Data entries:
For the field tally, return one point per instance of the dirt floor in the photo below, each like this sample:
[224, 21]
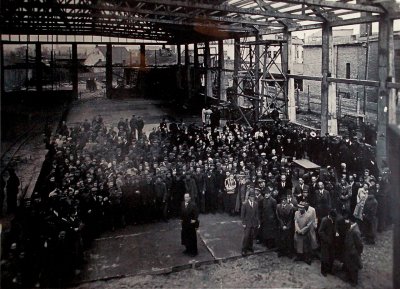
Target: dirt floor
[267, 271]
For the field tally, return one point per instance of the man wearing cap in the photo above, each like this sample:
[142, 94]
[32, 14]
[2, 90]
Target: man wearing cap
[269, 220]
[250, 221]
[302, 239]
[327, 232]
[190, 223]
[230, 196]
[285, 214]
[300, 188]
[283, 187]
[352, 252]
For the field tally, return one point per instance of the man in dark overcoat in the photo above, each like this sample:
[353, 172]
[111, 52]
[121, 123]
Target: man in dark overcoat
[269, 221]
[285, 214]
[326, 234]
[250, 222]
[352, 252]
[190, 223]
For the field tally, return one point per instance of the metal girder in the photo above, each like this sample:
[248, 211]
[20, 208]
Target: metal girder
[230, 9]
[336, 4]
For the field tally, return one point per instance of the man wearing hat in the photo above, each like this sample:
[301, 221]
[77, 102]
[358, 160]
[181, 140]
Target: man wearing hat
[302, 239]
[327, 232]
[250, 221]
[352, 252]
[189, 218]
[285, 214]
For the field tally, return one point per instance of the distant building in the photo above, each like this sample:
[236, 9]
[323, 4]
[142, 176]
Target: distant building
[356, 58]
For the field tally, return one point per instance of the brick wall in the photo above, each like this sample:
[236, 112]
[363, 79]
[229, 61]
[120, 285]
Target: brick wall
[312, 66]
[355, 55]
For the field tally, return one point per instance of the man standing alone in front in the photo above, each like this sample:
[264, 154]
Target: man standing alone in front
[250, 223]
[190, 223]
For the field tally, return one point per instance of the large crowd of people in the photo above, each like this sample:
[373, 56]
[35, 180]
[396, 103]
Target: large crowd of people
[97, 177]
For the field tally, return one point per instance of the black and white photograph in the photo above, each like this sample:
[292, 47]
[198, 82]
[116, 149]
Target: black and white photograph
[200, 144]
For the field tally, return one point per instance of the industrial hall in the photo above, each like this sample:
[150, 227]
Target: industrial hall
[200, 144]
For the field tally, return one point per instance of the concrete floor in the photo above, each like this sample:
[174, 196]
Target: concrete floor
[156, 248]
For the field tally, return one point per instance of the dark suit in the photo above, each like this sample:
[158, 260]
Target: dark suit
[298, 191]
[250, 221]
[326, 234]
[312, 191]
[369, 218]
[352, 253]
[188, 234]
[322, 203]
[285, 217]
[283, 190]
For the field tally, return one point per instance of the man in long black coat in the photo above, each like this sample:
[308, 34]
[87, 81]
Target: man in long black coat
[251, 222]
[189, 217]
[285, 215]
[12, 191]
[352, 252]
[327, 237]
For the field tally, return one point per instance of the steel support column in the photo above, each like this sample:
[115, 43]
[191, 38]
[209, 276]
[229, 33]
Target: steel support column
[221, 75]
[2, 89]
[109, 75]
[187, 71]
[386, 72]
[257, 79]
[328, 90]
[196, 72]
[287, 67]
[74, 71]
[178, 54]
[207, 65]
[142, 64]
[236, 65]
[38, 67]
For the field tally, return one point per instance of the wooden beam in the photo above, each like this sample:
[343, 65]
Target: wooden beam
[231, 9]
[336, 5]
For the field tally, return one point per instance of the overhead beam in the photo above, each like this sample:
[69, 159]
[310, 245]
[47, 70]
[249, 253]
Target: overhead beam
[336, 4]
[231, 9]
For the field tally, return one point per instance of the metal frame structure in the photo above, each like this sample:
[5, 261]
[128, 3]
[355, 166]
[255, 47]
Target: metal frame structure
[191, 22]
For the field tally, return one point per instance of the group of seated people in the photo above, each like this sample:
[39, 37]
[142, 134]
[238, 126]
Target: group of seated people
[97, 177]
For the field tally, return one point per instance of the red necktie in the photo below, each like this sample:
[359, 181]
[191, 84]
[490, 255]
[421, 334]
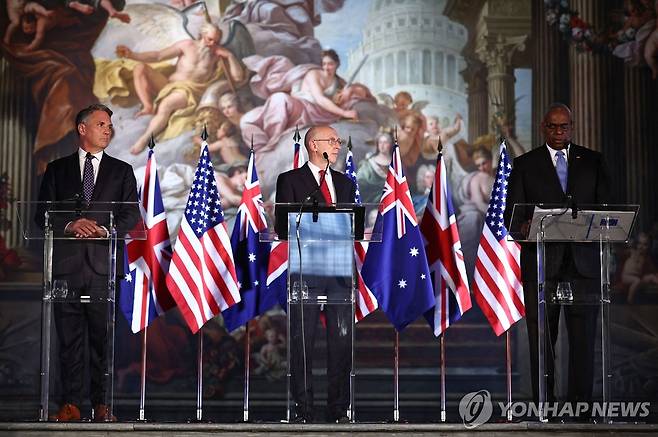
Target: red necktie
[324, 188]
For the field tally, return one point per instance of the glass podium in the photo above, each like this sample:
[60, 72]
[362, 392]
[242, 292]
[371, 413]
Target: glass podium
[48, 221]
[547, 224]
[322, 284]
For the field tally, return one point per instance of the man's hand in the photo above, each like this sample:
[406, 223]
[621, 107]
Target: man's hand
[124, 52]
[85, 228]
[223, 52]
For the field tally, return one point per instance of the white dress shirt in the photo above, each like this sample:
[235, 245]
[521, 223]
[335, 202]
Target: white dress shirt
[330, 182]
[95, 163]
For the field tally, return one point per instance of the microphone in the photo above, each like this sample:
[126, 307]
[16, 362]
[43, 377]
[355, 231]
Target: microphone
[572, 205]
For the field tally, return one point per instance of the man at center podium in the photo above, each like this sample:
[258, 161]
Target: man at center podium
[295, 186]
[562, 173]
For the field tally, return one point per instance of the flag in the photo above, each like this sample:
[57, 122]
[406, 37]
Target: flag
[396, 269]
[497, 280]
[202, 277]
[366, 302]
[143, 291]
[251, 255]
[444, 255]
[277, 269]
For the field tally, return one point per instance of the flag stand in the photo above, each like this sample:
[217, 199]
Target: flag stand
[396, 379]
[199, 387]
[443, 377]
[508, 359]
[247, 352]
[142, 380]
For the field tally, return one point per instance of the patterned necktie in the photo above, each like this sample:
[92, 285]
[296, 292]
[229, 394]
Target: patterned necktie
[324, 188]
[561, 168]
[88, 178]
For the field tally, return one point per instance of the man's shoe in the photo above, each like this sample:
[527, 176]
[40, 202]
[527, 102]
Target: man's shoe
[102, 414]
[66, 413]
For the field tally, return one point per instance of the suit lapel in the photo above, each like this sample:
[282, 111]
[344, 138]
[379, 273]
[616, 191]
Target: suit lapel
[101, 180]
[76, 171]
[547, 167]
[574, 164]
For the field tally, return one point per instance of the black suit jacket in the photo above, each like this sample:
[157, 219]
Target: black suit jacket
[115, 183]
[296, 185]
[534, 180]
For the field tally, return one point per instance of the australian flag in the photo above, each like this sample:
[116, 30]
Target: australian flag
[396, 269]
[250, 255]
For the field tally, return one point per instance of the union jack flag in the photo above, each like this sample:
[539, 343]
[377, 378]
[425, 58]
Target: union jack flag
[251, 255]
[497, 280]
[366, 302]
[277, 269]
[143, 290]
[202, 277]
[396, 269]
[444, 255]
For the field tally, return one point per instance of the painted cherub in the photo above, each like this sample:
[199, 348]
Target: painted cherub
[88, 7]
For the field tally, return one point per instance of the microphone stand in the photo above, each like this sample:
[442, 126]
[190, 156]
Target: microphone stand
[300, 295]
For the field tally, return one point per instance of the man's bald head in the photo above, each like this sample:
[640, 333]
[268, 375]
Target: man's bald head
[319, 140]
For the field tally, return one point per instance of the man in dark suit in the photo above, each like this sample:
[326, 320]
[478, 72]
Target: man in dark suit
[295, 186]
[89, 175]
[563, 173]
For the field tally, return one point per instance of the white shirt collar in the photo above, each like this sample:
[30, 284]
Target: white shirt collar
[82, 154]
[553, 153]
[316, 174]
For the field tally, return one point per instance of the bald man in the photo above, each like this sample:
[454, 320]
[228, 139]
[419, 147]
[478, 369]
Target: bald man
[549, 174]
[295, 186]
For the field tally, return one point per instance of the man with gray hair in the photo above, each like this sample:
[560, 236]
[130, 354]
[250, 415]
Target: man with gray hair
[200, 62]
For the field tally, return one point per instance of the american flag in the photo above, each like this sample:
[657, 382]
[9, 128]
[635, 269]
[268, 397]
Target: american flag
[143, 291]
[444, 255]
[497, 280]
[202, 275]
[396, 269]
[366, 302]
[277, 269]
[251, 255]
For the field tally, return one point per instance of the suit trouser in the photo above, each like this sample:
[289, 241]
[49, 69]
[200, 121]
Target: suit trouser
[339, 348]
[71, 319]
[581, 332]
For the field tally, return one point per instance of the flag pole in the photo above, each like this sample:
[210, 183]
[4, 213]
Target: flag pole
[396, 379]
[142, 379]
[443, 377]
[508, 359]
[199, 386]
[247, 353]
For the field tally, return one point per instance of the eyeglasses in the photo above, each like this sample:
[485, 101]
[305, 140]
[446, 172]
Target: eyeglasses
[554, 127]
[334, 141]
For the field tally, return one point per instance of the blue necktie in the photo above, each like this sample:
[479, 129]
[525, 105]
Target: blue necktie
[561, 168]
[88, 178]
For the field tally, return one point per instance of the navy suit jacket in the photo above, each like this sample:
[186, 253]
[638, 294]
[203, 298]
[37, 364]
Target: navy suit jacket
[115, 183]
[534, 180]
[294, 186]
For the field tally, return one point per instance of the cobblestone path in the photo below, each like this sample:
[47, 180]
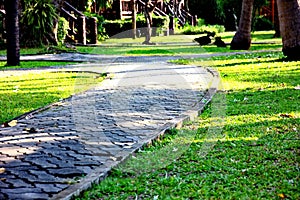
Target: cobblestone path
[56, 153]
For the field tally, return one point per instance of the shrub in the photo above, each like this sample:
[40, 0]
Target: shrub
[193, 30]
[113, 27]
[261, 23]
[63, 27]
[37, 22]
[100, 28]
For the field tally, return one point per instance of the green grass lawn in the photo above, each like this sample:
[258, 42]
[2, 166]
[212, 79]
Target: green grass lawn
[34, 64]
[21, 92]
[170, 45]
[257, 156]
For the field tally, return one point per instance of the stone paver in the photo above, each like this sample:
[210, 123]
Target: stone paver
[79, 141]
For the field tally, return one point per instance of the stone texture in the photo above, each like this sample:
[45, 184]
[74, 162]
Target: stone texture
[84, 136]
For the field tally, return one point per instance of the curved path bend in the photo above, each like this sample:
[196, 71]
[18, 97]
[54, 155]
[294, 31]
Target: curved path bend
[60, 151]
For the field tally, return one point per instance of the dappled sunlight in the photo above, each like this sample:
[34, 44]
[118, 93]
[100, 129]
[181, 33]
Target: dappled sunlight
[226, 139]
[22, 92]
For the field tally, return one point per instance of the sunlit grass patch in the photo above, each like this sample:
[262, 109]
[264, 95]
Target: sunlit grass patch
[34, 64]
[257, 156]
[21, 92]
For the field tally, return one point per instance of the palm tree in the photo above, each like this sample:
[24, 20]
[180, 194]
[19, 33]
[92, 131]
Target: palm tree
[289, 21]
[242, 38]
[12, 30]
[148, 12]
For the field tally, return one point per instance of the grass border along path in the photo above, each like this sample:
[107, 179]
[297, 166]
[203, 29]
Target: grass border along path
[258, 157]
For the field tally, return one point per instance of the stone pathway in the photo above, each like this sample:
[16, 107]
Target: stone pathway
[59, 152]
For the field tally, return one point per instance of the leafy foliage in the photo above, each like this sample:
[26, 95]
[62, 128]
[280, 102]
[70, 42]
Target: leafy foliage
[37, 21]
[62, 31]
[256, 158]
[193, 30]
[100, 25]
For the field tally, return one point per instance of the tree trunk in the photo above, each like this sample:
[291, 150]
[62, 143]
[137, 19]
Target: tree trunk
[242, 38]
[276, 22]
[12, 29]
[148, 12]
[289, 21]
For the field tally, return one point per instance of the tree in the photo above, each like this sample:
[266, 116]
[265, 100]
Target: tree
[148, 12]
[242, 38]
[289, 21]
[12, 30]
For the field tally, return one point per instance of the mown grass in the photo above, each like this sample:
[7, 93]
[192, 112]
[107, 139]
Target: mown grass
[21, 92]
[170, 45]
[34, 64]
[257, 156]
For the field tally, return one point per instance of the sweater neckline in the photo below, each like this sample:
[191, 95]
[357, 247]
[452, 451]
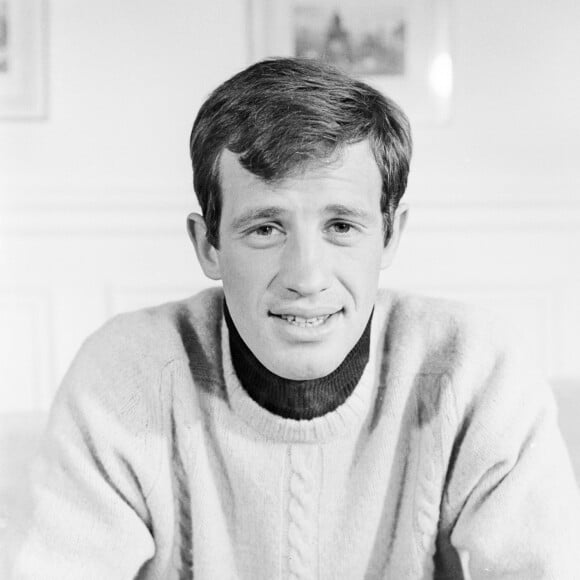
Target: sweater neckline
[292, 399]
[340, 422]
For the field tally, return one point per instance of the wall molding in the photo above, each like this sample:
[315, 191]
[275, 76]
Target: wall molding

Given request:
Go to the line containing "of the grass", then write out word for word every line from there to the end of the listing. Keep both end lines and drop the pictures.

Exercise solution:
For the field tally, return one point per instance of the grass border along path in the photo above, each like this sample:
[107, 179]
[297, 166]
[203, 29]
Target: grass border along path
[258, 157]
For the field tally, return one point per instance of the stone pathway in the photo above, each like this sample:
[16, 107]
Target: stone pathway
[59, 152]
For the field tally, return one point per instance of the leafy foliage in the photo above, each like this sample:
[26, 95]
[62, 128]
[280, 102]
[70, 42]
Target: leafy foliage
[37, 21]
[62, 31]
[256, 158]
[193, 30]
[100, 25]
For the field tally, return one point per instance of the tree trunk in the photo above, each like this sample:
[291, 150]
[62, 143]
[137, 19]
Target: tree trunk
[242, 38]
[276, 22]
[12, 29]
[148, 12]
[289, 21]
For the field tally, return one point per instance of the tree in the photo above, each like this sample:
[266, 116]
[265, 100]
Target: tree
[148, 12]
[242, 38]
[289, 21]
[12, 30]
For the field tally, return one point per instance of the mown grass in the photo above, each like this sample:
[7, 93]
[192, 112]
[107, 139]
Target: mown grass
[21, 92]
[170, 45]
[34, 64]
[257, 156]
For the field tally, return one point per instance of the sweater neckline in the photo below, each like this sample:
[191, 95]
[357, 247]
[452, 451]
Target: sweater neckline
[292, 399]
[340, 422]
For the field tally, return one point per instance of the wall molding in the photo above, each like this sample:
[315, 191]
[275, 76]
Target: wall molding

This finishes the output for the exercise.